[Excerpts of pointing data]
───
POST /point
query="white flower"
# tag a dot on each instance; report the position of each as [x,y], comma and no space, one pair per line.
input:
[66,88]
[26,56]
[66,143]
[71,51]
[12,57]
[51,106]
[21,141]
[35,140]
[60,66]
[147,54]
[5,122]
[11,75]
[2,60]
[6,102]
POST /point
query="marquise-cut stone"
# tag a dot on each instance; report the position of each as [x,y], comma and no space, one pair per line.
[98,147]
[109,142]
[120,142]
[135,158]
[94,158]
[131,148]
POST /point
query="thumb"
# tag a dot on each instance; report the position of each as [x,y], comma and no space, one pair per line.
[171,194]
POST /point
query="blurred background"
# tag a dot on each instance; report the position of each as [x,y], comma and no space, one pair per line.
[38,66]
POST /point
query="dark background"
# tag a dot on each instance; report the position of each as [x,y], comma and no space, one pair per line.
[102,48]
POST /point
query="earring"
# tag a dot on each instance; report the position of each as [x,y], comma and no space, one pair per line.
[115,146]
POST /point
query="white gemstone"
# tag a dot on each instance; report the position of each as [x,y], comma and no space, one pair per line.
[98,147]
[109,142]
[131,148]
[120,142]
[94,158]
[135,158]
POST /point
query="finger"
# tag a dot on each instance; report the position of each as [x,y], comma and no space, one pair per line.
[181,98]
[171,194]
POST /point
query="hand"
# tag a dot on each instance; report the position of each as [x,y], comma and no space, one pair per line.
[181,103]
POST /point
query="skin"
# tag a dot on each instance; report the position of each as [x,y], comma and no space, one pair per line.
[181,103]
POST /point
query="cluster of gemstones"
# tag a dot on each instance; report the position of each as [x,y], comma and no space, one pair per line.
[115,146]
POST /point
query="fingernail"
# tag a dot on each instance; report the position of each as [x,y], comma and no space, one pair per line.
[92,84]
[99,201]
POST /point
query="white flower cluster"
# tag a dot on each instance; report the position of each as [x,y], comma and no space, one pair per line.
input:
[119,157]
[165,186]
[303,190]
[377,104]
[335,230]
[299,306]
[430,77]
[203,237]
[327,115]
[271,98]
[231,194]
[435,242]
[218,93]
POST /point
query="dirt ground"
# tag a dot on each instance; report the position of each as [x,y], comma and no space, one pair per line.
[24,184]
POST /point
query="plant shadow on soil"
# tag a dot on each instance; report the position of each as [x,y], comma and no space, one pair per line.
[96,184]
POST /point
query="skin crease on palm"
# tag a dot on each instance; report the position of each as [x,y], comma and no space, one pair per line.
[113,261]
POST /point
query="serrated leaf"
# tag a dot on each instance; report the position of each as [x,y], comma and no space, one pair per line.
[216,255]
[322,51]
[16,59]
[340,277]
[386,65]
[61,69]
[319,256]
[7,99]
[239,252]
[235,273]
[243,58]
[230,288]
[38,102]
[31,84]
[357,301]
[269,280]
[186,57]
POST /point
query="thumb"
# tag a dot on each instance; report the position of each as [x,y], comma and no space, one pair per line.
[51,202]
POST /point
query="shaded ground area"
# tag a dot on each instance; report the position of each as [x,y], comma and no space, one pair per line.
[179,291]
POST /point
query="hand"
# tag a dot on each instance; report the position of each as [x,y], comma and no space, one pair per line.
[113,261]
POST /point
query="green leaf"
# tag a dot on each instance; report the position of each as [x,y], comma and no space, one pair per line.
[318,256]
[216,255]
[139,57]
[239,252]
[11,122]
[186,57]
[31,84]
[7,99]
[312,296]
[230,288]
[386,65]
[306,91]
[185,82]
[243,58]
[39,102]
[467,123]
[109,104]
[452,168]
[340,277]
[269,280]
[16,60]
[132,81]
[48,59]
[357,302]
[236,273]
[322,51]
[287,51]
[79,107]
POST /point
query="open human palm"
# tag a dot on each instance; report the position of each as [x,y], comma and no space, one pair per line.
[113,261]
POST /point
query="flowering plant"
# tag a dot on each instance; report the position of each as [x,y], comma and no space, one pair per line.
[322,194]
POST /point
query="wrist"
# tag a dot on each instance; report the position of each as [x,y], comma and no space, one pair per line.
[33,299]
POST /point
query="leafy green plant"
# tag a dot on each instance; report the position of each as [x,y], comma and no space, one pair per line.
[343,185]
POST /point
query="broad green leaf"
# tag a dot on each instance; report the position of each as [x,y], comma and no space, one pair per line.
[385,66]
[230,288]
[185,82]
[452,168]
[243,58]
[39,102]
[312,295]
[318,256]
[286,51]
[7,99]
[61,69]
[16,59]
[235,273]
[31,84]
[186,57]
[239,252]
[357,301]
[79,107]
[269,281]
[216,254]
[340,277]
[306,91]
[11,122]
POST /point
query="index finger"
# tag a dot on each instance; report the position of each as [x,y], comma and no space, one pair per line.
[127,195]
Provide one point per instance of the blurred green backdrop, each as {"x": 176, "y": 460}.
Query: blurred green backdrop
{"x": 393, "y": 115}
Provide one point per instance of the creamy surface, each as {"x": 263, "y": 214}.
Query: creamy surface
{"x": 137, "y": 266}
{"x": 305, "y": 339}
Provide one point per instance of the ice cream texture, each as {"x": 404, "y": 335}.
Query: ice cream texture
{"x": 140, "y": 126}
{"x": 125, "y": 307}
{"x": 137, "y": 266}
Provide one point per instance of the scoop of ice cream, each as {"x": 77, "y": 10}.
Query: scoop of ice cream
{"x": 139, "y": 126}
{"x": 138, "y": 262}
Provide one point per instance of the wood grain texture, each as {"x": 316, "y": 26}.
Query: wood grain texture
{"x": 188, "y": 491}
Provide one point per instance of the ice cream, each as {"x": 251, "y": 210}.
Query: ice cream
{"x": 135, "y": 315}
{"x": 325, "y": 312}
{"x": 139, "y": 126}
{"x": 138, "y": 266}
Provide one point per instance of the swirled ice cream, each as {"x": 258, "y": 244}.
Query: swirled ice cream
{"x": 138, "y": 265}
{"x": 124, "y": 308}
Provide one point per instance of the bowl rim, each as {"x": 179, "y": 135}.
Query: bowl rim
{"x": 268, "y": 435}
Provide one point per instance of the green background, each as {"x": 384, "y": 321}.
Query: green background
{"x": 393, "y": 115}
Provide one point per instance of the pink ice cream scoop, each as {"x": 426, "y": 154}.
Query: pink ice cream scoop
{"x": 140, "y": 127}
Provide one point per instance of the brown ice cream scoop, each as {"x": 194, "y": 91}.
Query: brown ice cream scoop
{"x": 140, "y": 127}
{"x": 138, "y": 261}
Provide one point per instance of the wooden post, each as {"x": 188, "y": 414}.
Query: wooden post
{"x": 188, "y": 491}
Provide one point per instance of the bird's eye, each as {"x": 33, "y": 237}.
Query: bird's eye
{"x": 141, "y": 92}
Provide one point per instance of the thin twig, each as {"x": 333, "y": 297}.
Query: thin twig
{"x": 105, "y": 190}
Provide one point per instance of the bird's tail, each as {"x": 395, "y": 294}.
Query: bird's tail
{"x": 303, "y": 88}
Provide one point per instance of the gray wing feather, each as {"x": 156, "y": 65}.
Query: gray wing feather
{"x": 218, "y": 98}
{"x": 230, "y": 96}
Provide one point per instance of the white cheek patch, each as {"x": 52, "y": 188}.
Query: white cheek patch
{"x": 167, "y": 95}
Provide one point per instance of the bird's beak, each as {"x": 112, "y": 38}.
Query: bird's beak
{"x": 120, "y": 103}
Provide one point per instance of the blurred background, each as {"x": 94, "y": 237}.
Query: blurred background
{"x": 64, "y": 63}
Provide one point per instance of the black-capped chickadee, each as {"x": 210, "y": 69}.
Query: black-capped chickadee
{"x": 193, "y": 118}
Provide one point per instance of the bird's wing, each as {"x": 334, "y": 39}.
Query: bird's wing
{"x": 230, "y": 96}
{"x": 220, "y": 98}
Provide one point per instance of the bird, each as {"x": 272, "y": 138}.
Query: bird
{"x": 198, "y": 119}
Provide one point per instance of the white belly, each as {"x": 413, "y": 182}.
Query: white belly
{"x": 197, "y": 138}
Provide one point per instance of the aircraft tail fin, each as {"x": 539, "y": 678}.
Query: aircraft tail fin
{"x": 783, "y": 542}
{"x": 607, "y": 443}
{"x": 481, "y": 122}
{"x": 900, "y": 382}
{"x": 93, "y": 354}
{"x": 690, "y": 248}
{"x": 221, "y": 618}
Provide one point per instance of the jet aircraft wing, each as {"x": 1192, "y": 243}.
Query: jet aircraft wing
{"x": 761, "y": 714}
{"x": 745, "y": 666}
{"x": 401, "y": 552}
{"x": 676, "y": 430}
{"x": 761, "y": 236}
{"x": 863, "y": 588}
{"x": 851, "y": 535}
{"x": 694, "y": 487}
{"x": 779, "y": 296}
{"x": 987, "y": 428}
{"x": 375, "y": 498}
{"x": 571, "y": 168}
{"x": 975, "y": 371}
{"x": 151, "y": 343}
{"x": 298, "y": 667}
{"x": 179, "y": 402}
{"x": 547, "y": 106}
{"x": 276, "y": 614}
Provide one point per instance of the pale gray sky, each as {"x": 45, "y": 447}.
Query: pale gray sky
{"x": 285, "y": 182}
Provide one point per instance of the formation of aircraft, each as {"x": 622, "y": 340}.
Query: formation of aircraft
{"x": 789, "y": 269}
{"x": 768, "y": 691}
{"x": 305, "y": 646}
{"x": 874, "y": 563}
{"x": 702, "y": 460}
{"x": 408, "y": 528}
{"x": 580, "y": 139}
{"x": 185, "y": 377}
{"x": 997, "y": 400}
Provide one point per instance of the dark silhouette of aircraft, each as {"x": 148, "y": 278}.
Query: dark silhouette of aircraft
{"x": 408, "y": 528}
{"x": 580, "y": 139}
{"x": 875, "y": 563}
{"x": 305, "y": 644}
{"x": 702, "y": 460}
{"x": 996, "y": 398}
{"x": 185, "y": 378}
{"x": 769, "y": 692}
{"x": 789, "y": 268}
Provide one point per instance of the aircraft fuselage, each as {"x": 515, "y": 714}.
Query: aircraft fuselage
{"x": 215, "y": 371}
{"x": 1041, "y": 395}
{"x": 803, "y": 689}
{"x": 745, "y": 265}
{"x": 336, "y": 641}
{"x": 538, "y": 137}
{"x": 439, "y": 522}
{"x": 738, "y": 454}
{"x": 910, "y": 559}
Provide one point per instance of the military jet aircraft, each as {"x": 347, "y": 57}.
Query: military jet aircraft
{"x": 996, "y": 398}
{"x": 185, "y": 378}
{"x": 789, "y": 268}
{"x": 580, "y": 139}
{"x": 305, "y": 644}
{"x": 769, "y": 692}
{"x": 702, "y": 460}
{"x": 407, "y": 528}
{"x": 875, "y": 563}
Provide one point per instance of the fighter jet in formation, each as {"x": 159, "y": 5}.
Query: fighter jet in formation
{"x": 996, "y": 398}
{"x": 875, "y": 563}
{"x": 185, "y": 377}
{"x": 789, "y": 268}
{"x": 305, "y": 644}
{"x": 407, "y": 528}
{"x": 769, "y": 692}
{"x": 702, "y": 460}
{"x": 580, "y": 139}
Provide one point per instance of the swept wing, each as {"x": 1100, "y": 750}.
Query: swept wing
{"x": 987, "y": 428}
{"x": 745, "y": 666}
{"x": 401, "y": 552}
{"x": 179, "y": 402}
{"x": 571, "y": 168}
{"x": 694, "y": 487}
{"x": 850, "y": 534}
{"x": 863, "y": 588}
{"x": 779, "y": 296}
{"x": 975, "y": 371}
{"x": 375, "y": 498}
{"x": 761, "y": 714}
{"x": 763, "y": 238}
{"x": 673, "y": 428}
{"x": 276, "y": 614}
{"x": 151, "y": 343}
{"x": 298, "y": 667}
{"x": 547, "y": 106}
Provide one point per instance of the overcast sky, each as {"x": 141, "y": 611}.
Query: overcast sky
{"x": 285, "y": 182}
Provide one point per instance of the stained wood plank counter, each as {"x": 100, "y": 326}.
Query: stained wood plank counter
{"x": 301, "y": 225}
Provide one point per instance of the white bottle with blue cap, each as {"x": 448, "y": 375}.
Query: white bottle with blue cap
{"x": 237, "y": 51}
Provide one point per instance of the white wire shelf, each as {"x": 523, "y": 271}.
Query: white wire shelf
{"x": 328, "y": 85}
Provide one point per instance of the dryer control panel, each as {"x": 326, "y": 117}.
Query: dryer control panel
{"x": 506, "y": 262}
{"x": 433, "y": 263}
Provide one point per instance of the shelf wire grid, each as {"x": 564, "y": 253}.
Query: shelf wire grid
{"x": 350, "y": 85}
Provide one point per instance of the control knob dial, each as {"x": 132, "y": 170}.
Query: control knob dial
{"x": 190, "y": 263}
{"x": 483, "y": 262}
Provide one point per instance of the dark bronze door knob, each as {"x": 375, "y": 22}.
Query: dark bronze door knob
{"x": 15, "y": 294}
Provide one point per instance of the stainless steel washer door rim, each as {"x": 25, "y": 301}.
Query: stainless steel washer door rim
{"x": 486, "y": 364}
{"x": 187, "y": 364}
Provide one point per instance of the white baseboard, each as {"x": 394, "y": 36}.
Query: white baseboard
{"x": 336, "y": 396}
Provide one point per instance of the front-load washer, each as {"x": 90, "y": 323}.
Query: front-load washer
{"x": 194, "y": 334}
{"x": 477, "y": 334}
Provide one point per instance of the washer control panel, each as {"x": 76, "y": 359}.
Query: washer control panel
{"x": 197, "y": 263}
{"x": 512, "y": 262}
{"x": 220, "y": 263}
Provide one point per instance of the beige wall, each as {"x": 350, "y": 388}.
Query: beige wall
───
• To be done
Only the lines from the one containing "Provide one point per instance of the white wire" to the end of the listing belong in the output, each reproduced exactly.

• Exercise solution
Provide one point per instance of the white wire shelf, each as {"x": 523, "y": 271}.
Query: white wire shelf
{"x": 328, "y": 85}
Provide one point per instance of the dryer control panel, each as {"x": 326, "y": 117}.
Query: dryer control panel
{"x": 506, "y": 262}
{"x": 433, "y": 263}
Provide one point per instance of the shelf wire grid, each as {"x": 564, "y": 253}.
Query: shelf wire grid
{"x": 350, "y": 85}
Provide one point per instance of the control knob dial, each as {"x": 132, "y": 170}.
Query: control knob dial
{"x": 190, "y": 263}
{"x": 483, "y": 262}
Provide one point per instance of the dark bronze door knob, each as {"x": 375, "y": 22}.
Query: dark bronze door knob
{"x": 15, "y": 294}
Provide one point per instance of the stainless steel washer door rim, each as {"x": 25, "y": 301}.
Query: stainless steel washer door rim
{"x": 486, "y": 364}
{"x": 187, "y": 364}
Provide one point per instance of the white baseboard, each as {"x": 394, "y": 36}.
Query: white baseboard
{"x": 336, "y": 396}
Provide one point per instance of the front-load washer, each as {"x": 90, "y": 323}.
Query: front-load washer
{"x": 194, "y": 334}
{"x": 477, "y": 334}
Provide one point per instance of the washer control panel, each as {"x": 76, "y": 359}.
Query: washer control panel
{"x": 197, "y": 263}
{"x": 512, "y": 262}
{"x": 220, "y": 263}
Provide one point per instance of the beige wall, each as {"x": 350, "y": 388}.
Query: beige wall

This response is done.